§ REQUEST
Pick out each line in the entries below that contains the word "windshield", and copy those lines in full.

§ PROVIDED DATA
-------
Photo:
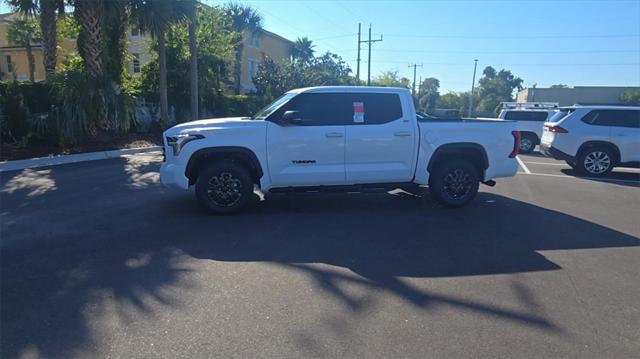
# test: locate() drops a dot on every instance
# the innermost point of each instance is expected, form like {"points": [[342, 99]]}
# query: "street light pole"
{"points": [[473, 84]]}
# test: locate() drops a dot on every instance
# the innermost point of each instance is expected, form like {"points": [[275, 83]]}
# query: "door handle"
{"points": [[402, 133]]}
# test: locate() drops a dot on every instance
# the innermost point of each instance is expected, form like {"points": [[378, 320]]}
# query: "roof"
{"points": [[272, 34], [319, 89]]}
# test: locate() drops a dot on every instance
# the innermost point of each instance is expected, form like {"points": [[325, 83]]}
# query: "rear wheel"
{"points": [[595, 161], [455, 183], [527, 143], [224, 187]]}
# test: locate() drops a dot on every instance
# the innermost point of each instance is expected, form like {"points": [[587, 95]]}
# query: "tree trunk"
{"points": [[162, 64], [49, 40], [31, 61], [193, 53], [89, 38], [238, 68]]}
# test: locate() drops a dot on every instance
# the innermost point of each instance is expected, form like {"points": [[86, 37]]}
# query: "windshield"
{"points": [[560, 115], [267, 110]]}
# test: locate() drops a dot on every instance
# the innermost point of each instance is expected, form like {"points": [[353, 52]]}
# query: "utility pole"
{"points": [[473, 84], [369, 61], [358, 66], [413, 89]]}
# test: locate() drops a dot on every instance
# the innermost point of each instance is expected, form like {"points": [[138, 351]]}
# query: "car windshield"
{"points": [[560, 115], [267, 110]]}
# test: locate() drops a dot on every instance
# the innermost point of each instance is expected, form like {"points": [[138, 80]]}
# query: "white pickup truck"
{"points": [[337, 138]]}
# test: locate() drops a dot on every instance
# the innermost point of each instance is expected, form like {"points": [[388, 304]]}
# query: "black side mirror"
{"points": [[292, 117]]}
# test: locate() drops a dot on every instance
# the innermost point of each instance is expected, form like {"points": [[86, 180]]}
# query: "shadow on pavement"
{"points": [[109, 233]]}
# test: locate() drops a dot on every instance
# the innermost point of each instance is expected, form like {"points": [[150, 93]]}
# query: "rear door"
{"points": [[625, 133], [381, 143], [311, 153]]}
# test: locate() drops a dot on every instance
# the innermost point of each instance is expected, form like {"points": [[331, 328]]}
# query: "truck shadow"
{"points": [[68, 242]]}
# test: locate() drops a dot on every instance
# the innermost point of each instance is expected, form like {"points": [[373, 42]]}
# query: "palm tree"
{"points": [[244, 19], [47, 10], [155, 16], [302, 50], [23, 32]]}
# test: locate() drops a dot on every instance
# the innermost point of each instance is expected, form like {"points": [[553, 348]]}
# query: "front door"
{"points": [[310, 153]]}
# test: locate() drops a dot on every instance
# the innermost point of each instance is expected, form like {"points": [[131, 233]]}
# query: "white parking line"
{"points": [[585, 178], [523, 166]]}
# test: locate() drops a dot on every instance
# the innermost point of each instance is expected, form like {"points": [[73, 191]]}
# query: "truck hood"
{"points": [[213, 124]]}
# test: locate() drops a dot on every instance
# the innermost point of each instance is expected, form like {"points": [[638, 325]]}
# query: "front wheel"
{"points": [[455, 183], [224, 187]]}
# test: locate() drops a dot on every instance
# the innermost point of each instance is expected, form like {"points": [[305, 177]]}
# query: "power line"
{"points": [[516, 37]]}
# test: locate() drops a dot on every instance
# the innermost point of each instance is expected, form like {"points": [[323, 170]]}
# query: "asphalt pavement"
{"points": [[99, 260]]}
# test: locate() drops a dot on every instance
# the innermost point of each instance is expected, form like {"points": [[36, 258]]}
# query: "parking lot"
{"points": [[100, 260]]}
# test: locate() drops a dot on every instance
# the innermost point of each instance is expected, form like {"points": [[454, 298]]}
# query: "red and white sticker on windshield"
{"points": [[358, 112]]}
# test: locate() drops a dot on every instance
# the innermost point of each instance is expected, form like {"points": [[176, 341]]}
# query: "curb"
{"points": [[6, 166]]}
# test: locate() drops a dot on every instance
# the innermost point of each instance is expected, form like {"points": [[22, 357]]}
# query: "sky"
{"points": [[577, 43]]}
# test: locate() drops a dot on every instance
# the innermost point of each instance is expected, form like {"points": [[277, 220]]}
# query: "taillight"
{"points": [[557, 129], [516, 144]]}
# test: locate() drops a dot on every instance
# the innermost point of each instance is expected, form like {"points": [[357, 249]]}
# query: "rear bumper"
{"points": [[172, 175], [550, 151]]}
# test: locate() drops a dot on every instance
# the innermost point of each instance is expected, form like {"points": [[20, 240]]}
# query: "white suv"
{"points": [[594, 139]]}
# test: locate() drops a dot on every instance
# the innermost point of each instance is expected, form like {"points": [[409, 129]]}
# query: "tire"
{"points": [[444, 186], [527, 143], [595, 161], [224, 187]]}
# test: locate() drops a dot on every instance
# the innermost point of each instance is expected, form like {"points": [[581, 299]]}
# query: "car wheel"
{"points": [[527, 143], [595, 161], [224, 187], [454, 184]]}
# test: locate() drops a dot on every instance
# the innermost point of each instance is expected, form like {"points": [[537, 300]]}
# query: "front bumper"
{"points": [[173, 175], [550, 151]]}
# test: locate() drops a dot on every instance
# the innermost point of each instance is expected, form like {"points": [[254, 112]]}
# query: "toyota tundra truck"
{"points": [[337, 138]]}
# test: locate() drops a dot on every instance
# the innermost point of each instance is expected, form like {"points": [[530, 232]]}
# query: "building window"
{"points": [[9, 64], [252, 67], [136, 63], [254, 40]]}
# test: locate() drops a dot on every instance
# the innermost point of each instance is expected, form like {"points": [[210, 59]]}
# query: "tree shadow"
{"points": [[618, 177], [109, 235]]}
-------
§ ANSWER TO THIS PROBLEM
# query: "windshield"
# query: "car windshield"
# query: "red and white sticker on windshield"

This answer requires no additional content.